REQUIREMENT: Return all entries below exactly. Skip nothing.

*** Opening of DATA TO PROCESS ***

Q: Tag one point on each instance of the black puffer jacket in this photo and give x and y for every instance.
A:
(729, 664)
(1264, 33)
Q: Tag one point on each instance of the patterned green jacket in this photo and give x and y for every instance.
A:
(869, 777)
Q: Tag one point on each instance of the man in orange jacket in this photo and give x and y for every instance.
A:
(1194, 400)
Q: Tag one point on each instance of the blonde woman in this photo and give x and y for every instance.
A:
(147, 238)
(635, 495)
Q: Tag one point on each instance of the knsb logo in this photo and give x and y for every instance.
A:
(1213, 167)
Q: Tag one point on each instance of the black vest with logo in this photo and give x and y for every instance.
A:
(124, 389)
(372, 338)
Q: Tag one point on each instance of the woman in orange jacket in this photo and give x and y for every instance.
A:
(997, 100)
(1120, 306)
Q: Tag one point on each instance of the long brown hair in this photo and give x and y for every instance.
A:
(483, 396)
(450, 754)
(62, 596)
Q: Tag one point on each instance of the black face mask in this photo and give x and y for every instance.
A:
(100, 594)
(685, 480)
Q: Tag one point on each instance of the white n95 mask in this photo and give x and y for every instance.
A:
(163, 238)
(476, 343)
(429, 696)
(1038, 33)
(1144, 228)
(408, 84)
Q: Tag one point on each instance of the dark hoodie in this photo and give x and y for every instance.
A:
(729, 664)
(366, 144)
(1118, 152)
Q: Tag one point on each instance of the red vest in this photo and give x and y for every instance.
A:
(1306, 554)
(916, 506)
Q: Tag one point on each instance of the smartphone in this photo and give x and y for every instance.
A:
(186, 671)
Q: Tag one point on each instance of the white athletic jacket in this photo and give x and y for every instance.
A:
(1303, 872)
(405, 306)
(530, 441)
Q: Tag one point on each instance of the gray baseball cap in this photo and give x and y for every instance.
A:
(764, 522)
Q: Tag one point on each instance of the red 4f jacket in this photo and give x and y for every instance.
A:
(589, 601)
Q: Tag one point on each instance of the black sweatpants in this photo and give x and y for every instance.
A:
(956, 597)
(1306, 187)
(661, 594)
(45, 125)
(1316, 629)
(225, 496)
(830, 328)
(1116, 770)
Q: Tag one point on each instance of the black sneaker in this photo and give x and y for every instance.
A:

*** Close of DATA TO PROCESS ***

ANSWER BOX:
Q: Tag one point on each instance of the black puffer jacket in this photo and give x and y for every instance.
A:
(729, 664)
(1264, 33)
Q: Tag one point on each instance of the patterned green jacket in this photo and give x and y for every instance.
A:
(869, 777)
Q: Tag one point on each instance of the man in orange jacket in this photo and give x and y for every instance.
A:
(1194, 400)
Q: Tag one point on each instance of the blonde woman in this photo and give x and y for every instance.
A:
(147, 238)
(635, 495)
Q: Tag one point on each instance of the knsb logo in this photo and give x and y for every instance.
A:
(1213, 167)
Q: Tag one point on each instance of the black vest with logo in this photo and give x and y for every instance.
A:
(124, 389)
(372, 338)
Q: Tag one point on each instance of the woman in orange jacket in this photo and give x and y for every instance.
A:
(997, 100)
(1120, 306)
Q: Tag one point on each instance of the long brown hair in this photo and give x and y for every instance.
A:
(483, 396)
(450, 754)
(62, 596)
Q: Tag one point on each instance of the black face mask in this photo and give x and y for every instance.
A:
(100, 594)
(685, 480)
Q: Tag one point on each instance of the white n95 mask in this photo and give x and y for every instance.
A:
(163, 238)
(476, 343)
(429, 696)
(1038, 33)
(1144, 228)
(408, 84)
Q: Tag one point on each instance of the dark hoodie in this photo and give x and y for every instance.
A:
(729, 664)
(366, 144)
(1118, 152)
Q: Tag one point on each instance of the red vest in this photo and give x and y for every instance.
A:
(1306, 554)
(916, 506)
Q: Tag one point on each instance of the smartphone in this photo and give x and y for every instance.
A:
(186, 671)
Q: Tag one point on each instance of the white athletic jacket in this photo and give x and y for every instance.
A:
(1303, 872)
(405, 306)
(530, 441)
Q: Tag one point on each instance of the gray baseball cap in this photo and give x and y for every instance.
A:
(764, 522)
Q: Tag one point on each instance of the red 4f jacket in this photo and give x and y for every instance.
A:
(589, 601)
Q: Tag one point on each instance of the black sweatpants in this photo and give x and y for every instance.
A:
(956, 597)
(1306, 187)
(661, 594)
(45, 125)
(1316, 629)
(225, 496)
(830, 328)
(1116, 770)
Q: Tag one point on each instance of the black sneaker in this photo and give x and y for every instance.
A:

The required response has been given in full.